Could you show all lines in the entries below that contain the string "yellow"?

(Point-per-instance localization data)
▬▬▬▬▬▬
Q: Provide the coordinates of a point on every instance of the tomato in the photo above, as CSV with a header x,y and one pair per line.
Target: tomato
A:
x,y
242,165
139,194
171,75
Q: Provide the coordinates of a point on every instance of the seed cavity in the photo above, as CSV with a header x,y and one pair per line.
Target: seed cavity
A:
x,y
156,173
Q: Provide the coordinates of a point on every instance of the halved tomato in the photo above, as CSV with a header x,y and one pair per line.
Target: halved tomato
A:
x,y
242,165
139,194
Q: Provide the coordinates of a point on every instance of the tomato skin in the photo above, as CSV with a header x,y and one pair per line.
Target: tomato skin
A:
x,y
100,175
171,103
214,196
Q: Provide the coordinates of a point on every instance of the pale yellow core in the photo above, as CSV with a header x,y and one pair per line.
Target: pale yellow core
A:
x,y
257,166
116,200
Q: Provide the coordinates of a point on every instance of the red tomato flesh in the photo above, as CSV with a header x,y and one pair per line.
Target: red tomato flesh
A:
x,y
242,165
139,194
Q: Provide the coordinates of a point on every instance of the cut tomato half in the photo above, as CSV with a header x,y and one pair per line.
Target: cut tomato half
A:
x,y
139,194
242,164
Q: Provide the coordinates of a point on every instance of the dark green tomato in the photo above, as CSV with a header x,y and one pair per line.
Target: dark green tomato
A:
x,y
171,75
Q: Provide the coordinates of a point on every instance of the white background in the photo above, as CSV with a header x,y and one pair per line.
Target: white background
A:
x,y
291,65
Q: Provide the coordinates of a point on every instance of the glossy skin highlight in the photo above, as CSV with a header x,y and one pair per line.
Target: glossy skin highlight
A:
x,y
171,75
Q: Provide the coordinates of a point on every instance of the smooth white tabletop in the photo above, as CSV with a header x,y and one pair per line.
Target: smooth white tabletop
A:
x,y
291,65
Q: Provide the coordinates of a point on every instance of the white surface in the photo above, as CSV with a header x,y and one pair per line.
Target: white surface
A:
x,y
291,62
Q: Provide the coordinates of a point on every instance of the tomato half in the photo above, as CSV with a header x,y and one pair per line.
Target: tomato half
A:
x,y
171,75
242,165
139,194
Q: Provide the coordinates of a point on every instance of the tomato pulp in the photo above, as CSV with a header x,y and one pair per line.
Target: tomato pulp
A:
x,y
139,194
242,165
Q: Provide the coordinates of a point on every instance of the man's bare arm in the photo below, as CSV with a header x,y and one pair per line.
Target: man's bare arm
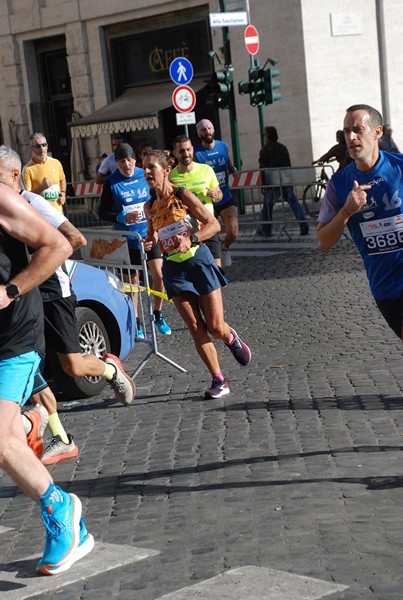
▬▬▬▬▬▬
**PROBLEM SOLUTION**
Q: Provide the coordinates of a point on every instance of the pale yellow core in the photo above, as CSV with a header x,y and one pair per line.
Target: pale yellow core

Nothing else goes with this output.